#### Required task:
Can you find every line in the data below that contains the word "bicycle" and copy each of those lines? Case counts, so match uppercase and lowercase letters exactly.

——

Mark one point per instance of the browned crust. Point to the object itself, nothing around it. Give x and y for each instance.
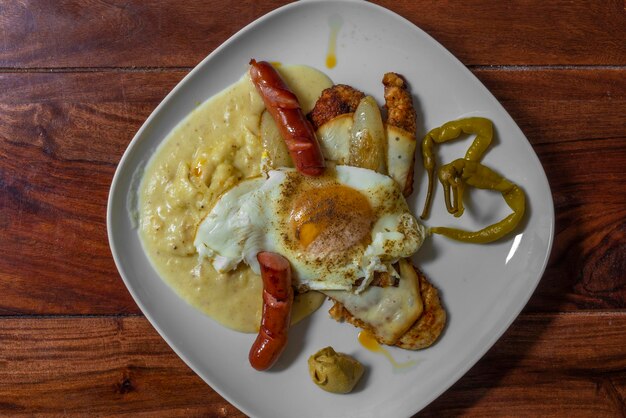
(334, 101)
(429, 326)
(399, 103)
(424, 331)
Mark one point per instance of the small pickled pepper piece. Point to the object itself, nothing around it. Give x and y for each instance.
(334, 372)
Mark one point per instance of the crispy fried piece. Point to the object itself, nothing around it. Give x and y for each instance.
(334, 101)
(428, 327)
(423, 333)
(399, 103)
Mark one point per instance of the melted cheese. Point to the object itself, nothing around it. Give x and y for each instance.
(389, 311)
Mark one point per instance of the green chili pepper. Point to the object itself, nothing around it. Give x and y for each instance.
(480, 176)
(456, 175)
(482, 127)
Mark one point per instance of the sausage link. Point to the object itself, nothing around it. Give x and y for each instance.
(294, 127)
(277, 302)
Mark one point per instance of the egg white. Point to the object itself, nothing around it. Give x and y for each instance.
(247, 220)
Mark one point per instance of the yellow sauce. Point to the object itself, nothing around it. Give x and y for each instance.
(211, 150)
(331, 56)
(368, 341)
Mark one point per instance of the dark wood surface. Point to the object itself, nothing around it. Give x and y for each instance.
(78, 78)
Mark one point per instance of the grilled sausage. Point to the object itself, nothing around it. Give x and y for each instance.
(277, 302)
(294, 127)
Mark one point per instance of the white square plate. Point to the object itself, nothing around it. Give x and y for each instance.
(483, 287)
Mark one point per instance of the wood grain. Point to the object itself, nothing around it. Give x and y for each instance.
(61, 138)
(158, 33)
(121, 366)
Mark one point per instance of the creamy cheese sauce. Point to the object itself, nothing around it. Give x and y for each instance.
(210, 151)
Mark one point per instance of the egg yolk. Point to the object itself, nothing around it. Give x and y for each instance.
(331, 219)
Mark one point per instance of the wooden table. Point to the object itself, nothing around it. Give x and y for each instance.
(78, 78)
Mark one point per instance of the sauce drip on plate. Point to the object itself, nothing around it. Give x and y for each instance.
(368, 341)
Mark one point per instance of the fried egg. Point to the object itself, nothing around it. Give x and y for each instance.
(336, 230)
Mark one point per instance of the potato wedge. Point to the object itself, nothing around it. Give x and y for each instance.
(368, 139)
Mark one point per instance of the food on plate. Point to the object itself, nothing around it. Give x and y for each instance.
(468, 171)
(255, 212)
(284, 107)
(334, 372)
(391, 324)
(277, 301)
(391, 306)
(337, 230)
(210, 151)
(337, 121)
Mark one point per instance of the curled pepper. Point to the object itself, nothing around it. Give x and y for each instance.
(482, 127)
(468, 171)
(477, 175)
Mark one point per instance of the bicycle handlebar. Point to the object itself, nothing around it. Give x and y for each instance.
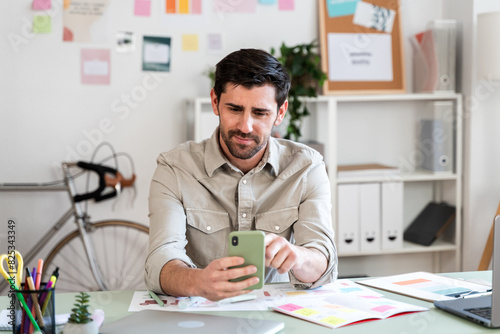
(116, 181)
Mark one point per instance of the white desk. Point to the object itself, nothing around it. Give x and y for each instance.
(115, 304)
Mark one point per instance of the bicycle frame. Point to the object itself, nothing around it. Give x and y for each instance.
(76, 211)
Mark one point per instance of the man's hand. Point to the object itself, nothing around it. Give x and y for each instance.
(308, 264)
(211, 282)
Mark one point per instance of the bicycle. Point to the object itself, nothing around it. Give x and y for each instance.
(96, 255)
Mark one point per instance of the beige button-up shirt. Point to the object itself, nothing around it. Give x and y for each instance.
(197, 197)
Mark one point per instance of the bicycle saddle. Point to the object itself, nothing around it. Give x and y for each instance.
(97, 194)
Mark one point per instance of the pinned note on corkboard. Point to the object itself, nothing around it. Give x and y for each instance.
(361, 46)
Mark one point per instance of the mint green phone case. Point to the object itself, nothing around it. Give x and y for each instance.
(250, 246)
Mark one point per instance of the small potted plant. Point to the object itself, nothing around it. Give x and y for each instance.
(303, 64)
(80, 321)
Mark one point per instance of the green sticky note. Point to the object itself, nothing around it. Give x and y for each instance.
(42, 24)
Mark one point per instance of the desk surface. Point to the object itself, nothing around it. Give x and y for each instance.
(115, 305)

——

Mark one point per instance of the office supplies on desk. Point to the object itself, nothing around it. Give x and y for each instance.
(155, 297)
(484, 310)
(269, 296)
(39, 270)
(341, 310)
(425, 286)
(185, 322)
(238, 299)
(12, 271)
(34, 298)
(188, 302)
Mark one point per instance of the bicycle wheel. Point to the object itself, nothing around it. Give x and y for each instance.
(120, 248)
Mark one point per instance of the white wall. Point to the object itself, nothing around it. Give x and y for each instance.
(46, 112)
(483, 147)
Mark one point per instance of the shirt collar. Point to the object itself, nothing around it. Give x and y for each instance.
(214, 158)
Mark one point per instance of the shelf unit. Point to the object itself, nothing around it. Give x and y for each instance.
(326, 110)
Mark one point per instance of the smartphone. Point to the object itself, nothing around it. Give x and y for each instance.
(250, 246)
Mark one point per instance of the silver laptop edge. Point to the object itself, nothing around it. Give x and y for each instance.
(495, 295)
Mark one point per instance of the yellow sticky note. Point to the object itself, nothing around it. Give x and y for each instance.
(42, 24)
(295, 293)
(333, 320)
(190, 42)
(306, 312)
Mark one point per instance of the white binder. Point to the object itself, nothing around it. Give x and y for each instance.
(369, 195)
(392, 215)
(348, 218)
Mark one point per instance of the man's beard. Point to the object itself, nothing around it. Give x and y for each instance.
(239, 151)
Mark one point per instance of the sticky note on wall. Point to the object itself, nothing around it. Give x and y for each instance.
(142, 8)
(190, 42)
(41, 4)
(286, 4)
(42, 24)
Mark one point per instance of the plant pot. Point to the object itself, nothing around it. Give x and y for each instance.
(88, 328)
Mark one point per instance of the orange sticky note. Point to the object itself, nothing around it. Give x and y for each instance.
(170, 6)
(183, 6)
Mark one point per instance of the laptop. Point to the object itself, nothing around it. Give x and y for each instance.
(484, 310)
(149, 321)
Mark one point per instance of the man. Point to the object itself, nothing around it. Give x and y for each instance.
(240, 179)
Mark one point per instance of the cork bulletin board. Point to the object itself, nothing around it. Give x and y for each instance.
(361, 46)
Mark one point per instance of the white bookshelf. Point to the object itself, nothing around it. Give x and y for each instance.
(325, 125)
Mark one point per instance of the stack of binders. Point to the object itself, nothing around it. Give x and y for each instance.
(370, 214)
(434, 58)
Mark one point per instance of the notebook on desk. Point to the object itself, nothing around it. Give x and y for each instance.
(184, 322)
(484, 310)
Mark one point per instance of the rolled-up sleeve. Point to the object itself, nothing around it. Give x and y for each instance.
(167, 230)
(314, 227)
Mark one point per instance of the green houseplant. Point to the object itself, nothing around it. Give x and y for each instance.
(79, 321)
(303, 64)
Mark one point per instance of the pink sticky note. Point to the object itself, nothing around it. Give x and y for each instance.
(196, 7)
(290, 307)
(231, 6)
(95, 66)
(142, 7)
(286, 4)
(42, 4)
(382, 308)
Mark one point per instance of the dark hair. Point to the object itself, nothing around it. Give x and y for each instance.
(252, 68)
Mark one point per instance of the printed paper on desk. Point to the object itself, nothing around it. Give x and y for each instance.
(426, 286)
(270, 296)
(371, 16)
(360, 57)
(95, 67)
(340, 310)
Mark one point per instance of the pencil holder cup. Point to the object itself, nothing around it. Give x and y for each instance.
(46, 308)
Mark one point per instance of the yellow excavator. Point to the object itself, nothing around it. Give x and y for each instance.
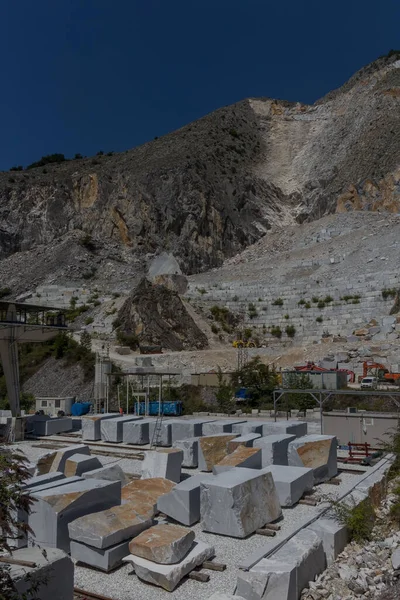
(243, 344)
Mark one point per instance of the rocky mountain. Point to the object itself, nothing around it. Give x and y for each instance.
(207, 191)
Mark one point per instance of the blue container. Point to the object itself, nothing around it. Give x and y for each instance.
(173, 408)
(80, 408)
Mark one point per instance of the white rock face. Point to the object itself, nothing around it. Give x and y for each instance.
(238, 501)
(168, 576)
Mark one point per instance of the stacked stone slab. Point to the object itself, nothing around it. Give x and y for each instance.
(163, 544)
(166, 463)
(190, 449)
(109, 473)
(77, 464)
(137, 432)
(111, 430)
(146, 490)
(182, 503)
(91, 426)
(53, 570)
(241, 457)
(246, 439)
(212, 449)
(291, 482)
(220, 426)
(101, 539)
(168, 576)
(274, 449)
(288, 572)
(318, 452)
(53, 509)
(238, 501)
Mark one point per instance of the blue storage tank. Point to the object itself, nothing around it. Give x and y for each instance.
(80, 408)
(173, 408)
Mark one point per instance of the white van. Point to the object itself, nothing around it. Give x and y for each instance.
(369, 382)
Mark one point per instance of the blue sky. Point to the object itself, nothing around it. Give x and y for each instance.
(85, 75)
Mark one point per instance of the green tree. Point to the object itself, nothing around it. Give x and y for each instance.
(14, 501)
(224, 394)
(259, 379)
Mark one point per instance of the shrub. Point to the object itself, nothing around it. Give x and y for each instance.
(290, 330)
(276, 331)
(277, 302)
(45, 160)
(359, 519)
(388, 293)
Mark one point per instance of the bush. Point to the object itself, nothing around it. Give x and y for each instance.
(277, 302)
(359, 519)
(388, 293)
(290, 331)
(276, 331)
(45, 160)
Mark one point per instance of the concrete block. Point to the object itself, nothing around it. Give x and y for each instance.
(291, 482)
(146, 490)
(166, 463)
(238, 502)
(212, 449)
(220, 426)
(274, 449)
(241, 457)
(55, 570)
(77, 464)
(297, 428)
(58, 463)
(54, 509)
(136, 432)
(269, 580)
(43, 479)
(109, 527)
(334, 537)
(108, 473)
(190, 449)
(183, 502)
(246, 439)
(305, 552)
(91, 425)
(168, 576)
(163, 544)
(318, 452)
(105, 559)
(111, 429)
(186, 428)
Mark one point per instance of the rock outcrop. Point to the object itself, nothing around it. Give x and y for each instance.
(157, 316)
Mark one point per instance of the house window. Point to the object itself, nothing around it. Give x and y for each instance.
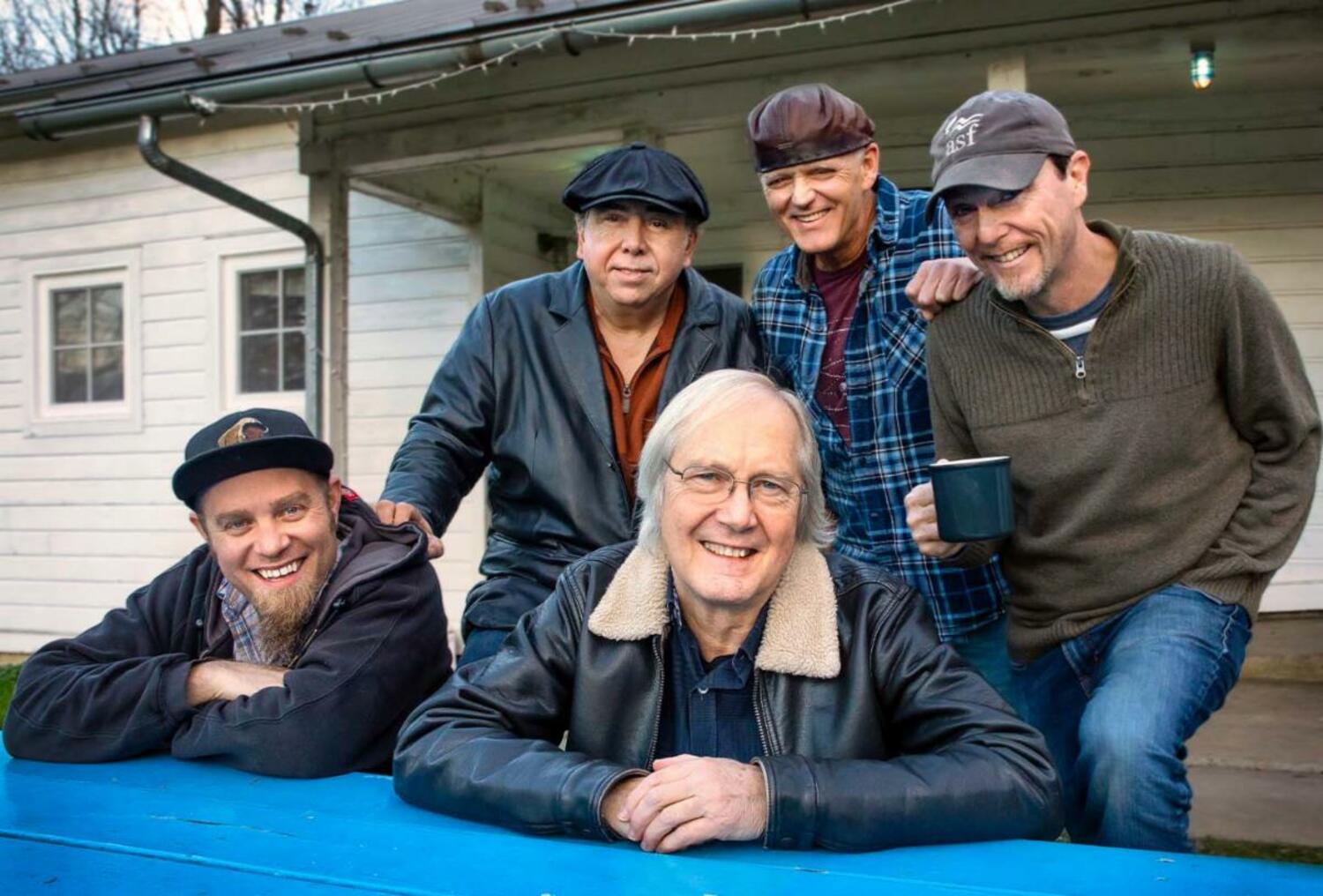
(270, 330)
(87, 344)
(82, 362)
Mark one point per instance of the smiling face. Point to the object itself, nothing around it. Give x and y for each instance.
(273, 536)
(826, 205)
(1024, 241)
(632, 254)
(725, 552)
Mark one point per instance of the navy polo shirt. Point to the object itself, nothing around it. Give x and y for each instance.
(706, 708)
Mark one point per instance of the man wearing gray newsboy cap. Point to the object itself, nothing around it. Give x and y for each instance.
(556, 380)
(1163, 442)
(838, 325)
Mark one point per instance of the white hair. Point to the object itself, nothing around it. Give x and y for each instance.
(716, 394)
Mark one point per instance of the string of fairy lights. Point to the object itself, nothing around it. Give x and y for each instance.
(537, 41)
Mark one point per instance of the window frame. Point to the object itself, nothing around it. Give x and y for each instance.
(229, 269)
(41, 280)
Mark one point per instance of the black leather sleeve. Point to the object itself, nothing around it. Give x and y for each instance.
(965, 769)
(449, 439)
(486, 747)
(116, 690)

——

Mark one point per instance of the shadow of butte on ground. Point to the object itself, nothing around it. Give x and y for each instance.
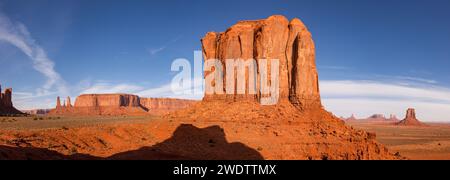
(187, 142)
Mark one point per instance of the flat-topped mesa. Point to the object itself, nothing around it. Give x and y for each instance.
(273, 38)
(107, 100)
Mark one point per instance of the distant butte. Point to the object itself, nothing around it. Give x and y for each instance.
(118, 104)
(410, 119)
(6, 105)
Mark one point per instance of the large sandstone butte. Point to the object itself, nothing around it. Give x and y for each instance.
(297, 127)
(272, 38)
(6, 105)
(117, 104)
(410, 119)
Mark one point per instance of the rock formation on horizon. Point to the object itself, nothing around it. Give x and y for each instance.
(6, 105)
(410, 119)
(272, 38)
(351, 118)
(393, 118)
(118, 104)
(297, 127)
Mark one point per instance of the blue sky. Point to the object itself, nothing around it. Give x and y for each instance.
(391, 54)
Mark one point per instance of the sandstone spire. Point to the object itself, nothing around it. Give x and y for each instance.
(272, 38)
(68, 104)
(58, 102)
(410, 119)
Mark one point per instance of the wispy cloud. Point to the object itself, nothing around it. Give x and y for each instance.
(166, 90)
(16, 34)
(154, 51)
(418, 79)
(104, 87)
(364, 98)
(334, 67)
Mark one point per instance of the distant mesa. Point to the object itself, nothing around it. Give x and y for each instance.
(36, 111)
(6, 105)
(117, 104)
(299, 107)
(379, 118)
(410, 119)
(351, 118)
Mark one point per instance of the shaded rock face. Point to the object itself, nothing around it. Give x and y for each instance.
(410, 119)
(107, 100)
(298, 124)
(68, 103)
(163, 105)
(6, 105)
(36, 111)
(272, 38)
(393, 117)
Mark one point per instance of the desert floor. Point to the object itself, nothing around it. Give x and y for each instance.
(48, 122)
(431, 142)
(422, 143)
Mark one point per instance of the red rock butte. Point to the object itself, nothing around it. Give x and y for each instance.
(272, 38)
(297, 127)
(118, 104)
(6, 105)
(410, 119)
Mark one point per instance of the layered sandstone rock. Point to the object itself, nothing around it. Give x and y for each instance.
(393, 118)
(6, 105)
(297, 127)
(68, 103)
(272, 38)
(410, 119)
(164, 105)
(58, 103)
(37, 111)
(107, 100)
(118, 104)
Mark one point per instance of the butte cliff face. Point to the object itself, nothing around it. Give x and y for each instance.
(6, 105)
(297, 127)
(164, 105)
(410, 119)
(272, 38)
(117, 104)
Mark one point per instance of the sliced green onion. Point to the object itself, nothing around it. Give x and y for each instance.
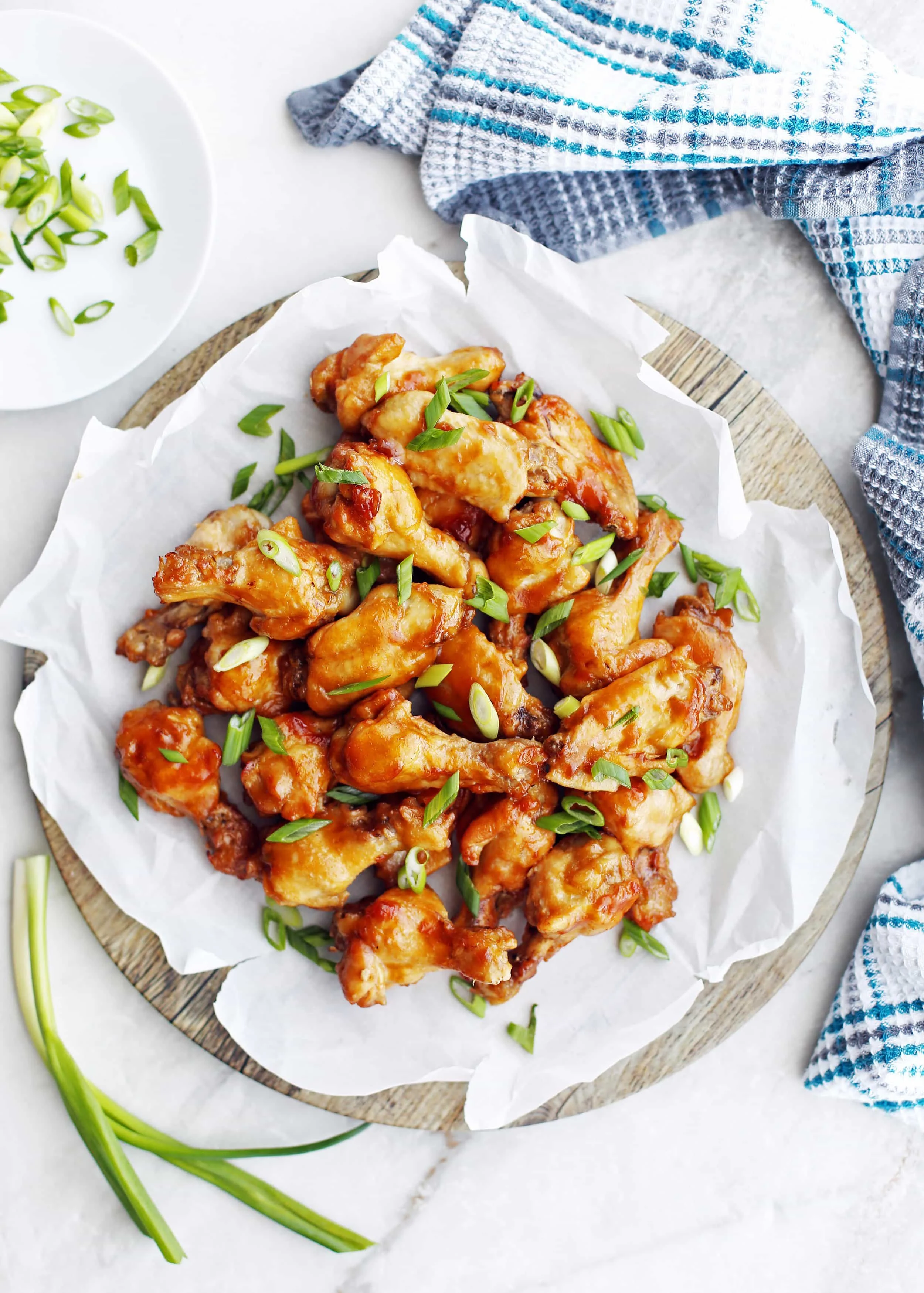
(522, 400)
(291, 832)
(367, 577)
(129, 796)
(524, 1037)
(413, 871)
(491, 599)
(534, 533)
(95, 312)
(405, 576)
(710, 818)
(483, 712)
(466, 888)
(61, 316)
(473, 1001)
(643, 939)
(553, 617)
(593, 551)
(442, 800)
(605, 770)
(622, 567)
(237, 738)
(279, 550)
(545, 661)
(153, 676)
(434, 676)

——

#### Final answer:
Mark one point per instance of the bicycle handlebar. Point to the object itself, nothing around it. Give x and y for each instance.
Mark one point per instance of the bicycle frame. Point to the object itself, nothing around it. Give x and y for each instance.
Mark one point per instance of the bicycle. Point to the object itself, nothing around it. Give x and y for each instance.
Mark one point per instance of the bicycle saddle. Point to the object itself, nothing around it. Give x and y for each instance.
Mark one point per instance of the bicycle wheel. Point to the object itself, nothing around it. Give x and y for each instance.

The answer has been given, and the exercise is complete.